PROBLEM REQUIREMENTS:
Which lines in the entries below contain the string "wearing"? Locate each one and copy it in full, matching case exactly.

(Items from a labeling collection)
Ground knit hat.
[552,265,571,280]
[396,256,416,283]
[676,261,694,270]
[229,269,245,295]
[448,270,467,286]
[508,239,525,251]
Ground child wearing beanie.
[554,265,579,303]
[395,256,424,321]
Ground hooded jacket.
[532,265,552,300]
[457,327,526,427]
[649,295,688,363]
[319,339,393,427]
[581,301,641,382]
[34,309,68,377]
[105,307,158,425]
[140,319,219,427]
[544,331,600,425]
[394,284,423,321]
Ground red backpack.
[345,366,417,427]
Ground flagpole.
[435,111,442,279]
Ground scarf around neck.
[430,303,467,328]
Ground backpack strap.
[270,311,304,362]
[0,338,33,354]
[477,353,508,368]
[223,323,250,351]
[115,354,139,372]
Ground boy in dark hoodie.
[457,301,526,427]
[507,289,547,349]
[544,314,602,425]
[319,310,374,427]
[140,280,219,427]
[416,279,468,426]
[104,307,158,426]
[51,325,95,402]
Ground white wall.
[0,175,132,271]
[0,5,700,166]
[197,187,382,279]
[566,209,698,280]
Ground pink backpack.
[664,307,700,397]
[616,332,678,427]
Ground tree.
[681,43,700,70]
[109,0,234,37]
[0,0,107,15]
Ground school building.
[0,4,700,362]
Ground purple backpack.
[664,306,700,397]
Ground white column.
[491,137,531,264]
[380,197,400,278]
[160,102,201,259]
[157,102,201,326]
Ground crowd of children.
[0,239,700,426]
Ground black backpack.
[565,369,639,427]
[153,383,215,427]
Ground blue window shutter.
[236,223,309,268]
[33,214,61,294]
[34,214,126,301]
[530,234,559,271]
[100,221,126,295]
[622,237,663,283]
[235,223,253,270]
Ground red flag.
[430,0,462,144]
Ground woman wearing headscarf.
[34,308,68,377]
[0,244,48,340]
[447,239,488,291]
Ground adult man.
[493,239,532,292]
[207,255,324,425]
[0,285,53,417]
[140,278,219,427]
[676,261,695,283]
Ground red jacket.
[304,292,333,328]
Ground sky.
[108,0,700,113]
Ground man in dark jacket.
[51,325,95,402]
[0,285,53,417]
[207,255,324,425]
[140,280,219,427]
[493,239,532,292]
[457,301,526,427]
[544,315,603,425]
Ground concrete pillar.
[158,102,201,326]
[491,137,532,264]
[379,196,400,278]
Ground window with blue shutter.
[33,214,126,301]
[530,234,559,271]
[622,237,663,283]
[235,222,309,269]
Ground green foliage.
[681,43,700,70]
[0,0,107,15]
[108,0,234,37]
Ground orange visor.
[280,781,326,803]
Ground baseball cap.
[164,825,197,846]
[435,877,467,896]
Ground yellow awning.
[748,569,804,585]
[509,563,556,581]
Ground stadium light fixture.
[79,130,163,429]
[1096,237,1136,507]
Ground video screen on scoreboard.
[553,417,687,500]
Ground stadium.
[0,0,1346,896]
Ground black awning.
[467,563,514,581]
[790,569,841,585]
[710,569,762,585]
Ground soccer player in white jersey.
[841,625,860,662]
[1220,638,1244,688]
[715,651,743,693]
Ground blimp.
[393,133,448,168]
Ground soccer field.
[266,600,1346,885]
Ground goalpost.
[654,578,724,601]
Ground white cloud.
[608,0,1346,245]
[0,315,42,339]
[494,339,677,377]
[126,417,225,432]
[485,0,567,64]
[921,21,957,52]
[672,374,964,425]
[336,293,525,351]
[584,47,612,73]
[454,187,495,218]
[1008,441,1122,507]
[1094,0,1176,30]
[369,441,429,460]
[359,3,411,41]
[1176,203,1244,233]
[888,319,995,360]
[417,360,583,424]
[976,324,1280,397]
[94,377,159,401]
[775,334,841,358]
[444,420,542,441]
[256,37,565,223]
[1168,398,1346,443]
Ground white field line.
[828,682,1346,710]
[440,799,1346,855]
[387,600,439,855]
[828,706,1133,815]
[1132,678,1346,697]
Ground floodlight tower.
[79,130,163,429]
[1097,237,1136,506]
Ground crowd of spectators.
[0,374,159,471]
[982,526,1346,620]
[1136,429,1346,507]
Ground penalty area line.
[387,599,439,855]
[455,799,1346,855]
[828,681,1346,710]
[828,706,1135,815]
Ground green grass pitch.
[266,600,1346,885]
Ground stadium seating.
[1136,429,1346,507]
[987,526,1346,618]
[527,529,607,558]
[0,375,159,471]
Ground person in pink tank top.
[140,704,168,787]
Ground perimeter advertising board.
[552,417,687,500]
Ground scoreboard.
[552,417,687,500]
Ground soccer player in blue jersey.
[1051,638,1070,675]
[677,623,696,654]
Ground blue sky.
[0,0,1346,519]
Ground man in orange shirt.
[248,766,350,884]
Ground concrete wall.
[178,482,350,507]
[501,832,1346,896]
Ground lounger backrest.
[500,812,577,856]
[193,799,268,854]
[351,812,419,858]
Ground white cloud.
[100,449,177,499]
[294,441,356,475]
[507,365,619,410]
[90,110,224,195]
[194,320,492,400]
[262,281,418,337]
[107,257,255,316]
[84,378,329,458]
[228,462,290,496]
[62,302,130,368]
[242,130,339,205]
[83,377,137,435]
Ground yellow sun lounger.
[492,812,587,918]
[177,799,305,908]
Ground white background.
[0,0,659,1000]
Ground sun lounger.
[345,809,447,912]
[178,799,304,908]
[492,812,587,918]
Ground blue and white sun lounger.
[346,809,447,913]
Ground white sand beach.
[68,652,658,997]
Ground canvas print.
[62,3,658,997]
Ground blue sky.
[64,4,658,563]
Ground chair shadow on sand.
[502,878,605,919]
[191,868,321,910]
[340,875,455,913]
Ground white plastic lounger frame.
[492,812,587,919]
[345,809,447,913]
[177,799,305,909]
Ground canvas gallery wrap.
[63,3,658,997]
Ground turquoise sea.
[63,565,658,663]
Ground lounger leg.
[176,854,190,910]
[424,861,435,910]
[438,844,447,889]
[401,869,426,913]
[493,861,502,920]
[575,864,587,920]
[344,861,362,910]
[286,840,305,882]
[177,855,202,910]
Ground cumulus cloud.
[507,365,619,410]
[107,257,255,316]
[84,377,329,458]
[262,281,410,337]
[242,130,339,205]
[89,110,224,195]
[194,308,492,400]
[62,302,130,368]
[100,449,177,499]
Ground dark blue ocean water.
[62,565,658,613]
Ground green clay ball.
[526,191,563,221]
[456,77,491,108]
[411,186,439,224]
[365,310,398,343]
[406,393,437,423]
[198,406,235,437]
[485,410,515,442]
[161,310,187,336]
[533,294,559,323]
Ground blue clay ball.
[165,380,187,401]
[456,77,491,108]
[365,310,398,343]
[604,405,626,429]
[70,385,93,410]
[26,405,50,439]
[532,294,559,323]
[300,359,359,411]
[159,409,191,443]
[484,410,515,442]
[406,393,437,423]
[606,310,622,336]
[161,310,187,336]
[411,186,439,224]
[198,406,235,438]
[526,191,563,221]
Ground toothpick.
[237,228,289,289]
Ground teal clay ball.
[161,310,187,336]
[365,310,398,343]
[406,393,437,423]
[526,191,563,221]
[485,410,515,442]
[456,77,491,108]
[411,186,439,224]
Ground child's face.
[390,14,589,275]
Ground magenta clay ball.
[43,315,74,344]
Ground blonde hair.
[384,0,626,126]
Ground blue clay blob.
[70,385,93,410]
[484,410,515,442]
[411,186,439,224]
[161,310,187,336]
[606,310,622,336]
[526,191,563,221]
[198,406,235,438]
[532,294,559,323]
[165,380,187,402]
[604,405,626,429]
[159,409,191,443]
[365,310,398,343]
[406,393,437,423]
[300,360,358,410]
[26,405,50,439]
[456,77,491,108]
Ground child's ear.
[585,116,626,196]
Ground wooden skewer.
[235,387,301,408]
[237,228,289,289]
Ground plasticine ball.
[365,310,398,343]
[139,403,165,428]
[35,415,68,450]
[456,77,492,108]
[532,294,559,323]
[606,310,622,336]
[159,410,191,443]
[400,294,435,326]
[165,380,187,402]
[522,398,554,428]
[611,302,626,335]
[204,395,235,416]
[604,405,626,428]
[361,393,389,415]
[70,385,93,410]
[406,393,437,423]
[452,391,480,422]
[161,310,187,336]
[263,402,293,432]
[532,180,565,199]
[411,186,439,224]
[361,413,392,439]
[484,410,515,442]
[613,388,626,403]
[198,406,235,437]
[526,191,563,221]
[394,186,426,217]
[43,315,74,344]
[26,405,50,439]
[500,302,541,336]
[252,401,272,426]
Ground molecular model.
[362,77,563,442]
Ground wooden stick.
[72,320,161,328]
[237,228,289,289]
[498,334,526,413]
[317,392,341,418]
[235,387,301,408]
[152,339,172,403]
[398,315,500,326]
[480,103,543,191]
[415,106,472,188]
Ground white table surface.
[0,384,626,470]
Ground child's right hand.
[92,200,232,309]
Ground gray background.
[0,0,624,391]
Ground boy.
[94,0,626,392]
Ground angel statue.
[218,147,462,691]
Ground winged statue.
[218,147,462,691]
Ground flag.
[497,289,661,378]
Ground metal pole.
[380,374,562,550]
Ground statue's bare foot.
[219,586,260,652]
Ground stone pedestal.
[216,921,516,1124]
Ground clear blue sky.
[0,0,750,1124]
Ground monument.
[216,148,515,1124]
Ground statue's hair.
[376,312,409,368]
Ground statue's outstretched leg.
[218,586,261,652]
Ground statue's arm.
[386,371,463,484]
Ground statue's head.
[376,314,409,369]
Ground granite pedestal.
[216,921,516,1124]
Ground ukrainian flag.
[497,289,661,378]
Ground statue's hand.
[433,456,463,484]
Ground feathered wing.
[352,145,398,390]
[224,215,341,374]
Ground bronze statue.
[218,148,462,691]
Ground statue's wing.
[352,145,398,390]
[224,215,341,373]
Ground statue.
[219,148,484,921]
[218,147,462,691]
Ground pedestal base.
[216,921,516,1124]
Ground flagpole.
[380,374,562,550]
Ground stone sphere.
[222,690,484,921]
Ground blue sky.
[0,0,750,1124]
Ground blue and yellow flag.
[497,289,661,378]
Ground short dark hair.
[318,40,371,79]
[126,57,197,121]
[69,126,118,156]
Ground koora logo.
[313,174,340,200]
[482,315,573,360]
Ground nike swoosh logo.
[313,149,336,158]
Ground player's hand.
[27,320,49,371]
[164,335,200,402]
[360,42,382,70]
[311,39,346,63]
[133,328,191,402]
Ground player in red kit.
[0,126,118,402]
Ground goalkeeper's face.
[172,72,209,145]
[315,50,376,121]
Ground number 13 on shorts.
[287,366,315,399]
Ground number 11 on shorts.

IN RESPONSE:
Ground child wearing beanie.
Ground woman wearing headscarf.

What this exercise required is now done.